== Records ==
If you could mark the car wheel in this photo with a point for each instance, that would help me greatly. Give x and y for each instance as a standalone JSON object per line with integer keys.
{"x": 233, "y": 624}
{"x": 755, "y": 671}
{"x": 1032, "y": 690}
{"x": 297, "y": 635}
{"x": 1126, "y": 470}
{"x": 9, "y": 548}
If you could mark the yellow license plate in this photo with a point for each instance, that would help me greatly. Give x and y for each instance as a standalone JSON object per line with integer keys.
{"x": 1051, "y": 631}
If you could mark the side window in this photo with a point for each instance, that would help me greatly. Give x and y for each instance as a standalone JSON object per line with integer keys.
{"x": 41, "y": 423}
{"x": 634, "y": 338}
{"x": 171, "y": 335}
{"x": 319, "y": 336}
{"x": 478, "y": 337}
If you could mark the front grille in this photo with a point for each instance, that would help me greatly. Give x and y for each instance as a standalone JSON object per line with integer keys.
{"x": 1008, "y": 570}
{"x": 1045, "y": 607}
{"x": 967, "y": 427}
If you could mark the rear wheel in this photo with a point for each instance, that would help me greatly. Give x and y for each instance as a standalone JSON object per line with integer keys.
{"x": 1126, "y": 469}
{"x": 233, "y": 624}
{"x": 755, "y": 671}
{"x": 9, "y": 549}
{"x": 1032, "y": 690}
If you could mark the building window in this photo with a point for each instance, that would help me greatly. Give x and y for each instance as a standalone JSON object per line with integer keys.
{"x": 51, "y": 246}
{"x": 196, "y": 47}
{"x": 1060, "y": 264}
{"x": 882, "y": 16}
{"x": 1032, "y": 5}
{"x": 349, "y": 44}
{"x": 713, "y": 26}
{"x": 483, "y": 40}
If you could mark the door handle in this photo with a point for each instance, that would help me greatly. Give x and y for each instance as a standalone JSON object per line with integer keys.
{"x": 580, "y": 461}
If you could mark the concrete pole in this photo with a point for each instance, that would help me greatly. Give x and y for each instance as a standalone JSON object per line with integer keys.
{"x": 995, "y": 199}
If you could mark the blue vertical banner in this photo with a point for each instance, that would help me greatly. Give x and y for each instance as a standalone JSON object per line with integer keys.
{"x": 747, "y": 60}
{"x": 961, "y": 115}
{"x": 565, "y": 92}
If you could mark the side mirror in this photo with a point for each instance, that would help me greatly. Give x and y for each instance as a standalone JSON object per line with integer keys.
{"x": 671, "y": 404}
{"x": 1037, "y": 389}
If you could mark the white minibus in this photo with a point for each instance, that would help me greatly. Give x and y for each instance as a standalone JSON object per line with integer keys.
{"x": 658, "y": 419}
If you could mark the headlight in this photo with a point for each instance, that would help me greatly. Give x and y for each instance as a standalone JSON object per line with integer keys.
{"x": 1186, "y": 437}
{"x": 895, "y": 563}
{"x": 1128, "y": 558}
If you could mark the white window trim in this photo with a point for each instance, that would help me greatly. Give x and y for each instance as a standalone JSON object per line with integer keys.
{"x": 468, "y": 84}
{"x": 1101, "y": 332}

== Task brief ==
Each entry above needs to be retyped exactly.

== Finished task ==
If you could mark the car wheel in this photo with a point for each instance, that would help me greatly. Give x and y for each instance as a standalone JSON object per line with integer keys.
{"x": 233, "y": 624}
{"x": 755, "y": 671}
{"x": 1032, "y": 690}
{"x": 297, "y": 635}
{"x": 1126, "y": 470}
{"x": 9, "y": 548}
If you could mark the yellow license plate in this photo with a point for each instance, that would help me greatly. Give x and y for each instance as a standalone JSON object per line with integer keys.
{"x": 1051, "y": 631}
If you could mark the side window in this photo with a point for each instance, that would help me greatly. Give x and y for each instance as a standalone JSON object per line with integer keys.
{"x": 41, "y": 423}
{"x": 634, "y": 338}
{"x": 171, "y": 335}
{"x": 319, "y": 336}
{"x": 478, "y": 337}
If you could mark the front grille in this photo with a point for each instance, that would help me greatly. Give x and y for each instance as a standalone JSON object per line with integer keys.
{"x": 1008, "y": 570}
{"x": 1045, "y": 607}
{"x": 967, "y": 427}
If you could mark the rear wheel in this photo with a point for each instance, that would help me greatly. Give x and y for each instance as a standalone JSON object per line with integer keys.
{"x": 1126, "y": 469}
{"x": 233, "y": 624}
{"x": 755, "y": 671}
{"x": 9, "y": 549}
{"x": 1032, "y": 690}
If you could mark the building window in this photo with a point for each instance, that would help me greatly. Give x and y for each instance as a standalone JSON object per line with integer keys.
{"x": 51, "y": 246}
{"x": 196, "y": 47}
{"x": 1060, "y": 264}
{"x": 882, "y": 16}
{"x": 1032, "y": 5}
{"x": 349, "y": 44}
{"x": 713, "y": 26}
{"x": 483, "y": 40}
If you could mark the door handle in this photo with a point for each instance, that would help me greatly. Give x and y for each instance as a standalone JSON object per line with integer keys.
{"x": 580, "y": 461}
If you could mark the concrete pole in this photo with a point for each instance, that would help me greatly. Give x and y for each instance as a standalone JSON object per line with integer keys.
{"x": 995, "y": 199}
If you could mark the blue vertical banner in this photo with a point for each instance, that would help me greatly. Give x and y for each instance as a standalone JSON object per line with integer keys.
{"x": 747, "y": 60}
{"x": 961, "y": 115}
{"x": 565, "y": 92}
If you could mark the side mirror in this photo with a point for each instance, that would help me greatly. Give x and y for each instance as a standalone JSON object per line with integer keys.
{"x": 671, "y": 404}
{"x": 1037, "y": 389}
If you could mark the white minibus in this photo with a point for each instance, that would help me greatly. Give x and y for each instance as a standalone JSON object per line with integer keys.
{"x": 658, "y": 419}
If you could mark the headlight in this photo with a point for each instance, that would help me greatly. Give x and y for each instance as a standalone JSON object per line with integer keys.
{"x": 1186, "y": 437}
{"x": 895, "y": 563}
{"x": 1128, "y": 558}
If you could mark the white window trim in this photo with a point for each instance, that would help me greatly. Give x and y for each instance as a standalone JSON object per line with integer keys.
{"x": 468, "y": 84}
{"x": 1101, "y": 332}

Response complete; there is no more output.